[Cluster-devel] [RFC dlm/next 10/15] fs: dlm: introduce reconnect work

Alexander Aring aahringo at redhat.com
Wed Jun 23 15:14:49 UTC 2021


This patch will add another work to close the sockets which we cannot do
inside the lowcomms_error_report() handler. This patch will also close
the "othercon" sock if present.

Signed-off-by: Alexander Aring <aahringo at redhat.com>
---
 fs/dlm/lowcomms.c | 163 +++++++++++++++++++++++++---------------------
 1 file changed, 88 insertions(+), 75 deletions(-)

diff --git a/fs/dlm/lowcomms.c b/fs/dlm/lowcomms.c
index d2febefe1d0d..a54ed3cf0b45 100644
--- a/fs/dlm/lowcomms.c
+++ b/fs/dlm/lowcomms.c
@@ -73,10 +73,8 @@ struct connection {
 #define CF_APP_LIMITED 3
 #define CF_SHUTDOWN 4
 #define CF_CONNECTED 5
-#define CF_RECONNECT 6
-#define CF_DELAY_CONNECT 7
-#define CF_EOF 8
-#define CF_STOP 9
+#define CF_EOF 6
+#define CF_STOP 7
 	struct list_head writequeue;  /* List of outgoing writequeue_entries */
 	spinlock_t writequeue_lock;
 	atomic_t writequeue_cnt;
@@ -89,7 +87,9 @@ struct connection {
 	struct mutex rwork_lock;
 	struct work_struct rwork;
 	struct mutex swork_lock;
-	struct work_struct swork;
+	struct delayed_work swork;
+	struct work_struct cwork;
+	int sk_err;
 	wait_queue_head_t shutdown_wait; /* wait for graceful shutdown */
 	unsigned char *rx_buf;
 	int rx_buflen;
@@ -184,6 +184,7 @@ DEFINE_STATIC_SRCU(connections_srcu);
 
 static const struct dlm_proto_ops *dlm_proto_ops;
 
+static void process_close_sockets(struct work_struct *work);
 static void process_recv_sockets(struct work_struct *work);
 static void process_send_sockets(struct work_struct *work);
 
@@ -208,6 +209,16 @@ static inline void dlm_io_queue(struct connection *con,
 	queue_work(io_workqueue, work);
 }
 
+static inline void dlm_io_delayed_queue(struct connection *con,
+					struct delayed_work *dwork,
+					unsigned long delay)
+{
+	if (test_bit(CF_STOP, &con->flags))
+		return;
+
+	queue_delayed_work(io_workqueue, dwork, delay);
+}
+
 static inline struct connection *dlm_sendcon(struct connection *con)
 {
 	if (test_bit(CF_IS_OTHERCON, &con->flags))
@@ -260,8 +271,9 @@ static int dlm_con_init(struct connection *con, int nodeid)

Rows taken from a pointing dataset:

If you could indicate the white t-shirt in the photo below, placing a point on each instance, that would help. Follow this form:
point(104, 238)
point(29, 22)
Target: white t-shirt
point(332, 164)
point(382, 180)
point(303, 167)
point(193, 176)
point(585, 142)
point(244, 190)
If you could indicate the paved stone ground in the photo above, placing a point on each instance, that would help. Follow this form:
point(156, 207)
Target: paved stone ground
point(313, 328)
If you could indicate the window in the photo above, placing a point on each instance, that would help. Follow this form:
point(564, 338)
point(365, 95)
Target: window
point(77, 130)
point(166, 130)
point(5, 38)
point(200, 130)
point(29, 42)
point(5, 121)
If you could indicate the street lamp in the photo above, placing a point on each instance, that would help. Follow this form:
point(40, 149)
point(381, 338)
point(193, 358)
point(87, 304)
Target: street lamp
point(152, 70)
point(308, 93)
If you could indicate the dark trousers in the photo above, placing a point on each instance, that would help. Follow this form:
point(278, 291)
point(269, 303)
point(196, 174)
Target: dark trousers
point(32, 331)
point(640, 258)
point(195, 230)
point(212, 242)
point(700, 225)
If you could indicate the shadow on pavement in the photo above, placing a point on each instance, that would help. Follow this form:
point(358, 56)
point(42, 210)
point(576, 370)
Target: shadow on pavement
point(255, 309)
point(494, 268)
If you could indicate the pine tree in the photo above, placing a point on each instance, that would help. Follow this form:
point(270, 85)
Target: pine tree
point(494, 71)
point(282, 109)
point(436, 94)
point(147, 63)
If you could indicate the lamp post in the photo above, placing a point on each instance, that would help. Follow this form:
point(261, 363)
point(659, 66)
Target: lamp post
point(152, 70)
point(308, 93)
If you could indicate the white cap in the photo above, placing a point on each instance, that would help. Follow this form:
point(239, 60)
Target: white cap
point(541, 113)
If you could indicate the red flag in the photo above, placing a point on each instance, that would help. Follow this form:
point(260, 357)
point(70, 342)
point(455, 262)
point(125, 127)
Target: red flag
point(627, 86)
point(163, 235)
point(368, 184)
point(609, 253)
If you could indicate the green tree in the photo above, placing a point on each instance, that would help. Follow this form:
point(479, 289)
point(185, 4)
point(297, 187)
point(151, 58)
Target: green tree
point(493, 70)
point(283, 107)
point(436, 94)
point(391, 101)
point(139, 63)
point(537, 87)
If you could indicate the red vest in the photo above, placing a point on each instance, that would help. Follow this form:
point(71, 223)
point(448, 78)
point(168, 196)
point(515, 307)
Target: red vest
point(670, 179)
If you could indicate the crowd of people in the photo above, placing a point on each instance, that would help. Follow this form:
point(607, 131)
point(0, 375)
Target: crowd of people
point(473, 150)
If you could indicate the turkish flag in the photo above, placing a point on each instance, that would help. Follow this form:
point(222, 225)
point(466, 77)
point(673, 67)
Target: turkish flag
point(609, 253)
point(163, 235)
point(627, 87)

Written exercise:
Pick up the DLM reconnect work patch after its last line and continue it.

Answer to this exercise:
 	INIT_LIST_HEAD(&con->writequeue);
 	spin_lock_init(&con->writequeue_lock);
 	atomic_set(&con->writequeue_cnt, 0);
-	INIT_WORK(&con->swork, process_send_sockets);
+	INIT_DELAYED_WORK(&con->swork, process_send_sockets);
 	INIT_WORK(&con->rwork, process_recv_sockets);
+	INIT_WORK(&con->cwork, process_close_sockets);
 	init_waitqueue_head(&con->shutdown_wait);
 
 	return 0;
@@ -551,19 +563,10 @@ static void lowcomms_write_space(struct sock *sk)
 	}
 
 out:
-	dlm_io_queue(con, &con->swork);
+	dlm_io_delayed_queue(con, &con->swork, 0);
 	read_unlock_bh(&sk->sk_callback_lock);
 }
 
-static inline void lowcomms_connect_sock(struct connection *con)
-{
-	if (test_bit(CF_CLOSE, &con->flags))
-		return;
-
-	dlm_io_queue(con, &con->swork);
-	cond_resched();
-}
-
 static void lowcomms_state_change(struct sock *sk)
 {
 	/* SCTP layer is not calling sk_data_ready when the connection
@@ -579,27 +582,6 @@ static void lowcomms_state_change(struct sock *sk)
 	}
 }
 
-int dlm_lowcomms_connect_node(int nodeid)
-{
-	struct connection *con;
-	int idx;
-
-	if (nodeid == dlm_our_nodeid())
-		return 0;
-
-	idx = srcu_read_lock(&connections_srcu);
-	con = nodeid2con(nodeid, GFP_NOFS);
-	if (!con) {
-		srcu_read_unlock(&connections_srcu, idx);
-		return -ENOMEM;
-	}
-
-	lowcomms_connect_sock(con);
-	srcu_read_unlock(&connections_srcu, idx);
-
-	return 0;
-}
-
 int dlm_lowcomms_nodes_set_mark(int nodeid, unsigned int mark)
 {
 	struct dlm_node_addr *na;
@@ -659,20 +641,8 @@ static void lowcomms_error_report(struct sock *sk)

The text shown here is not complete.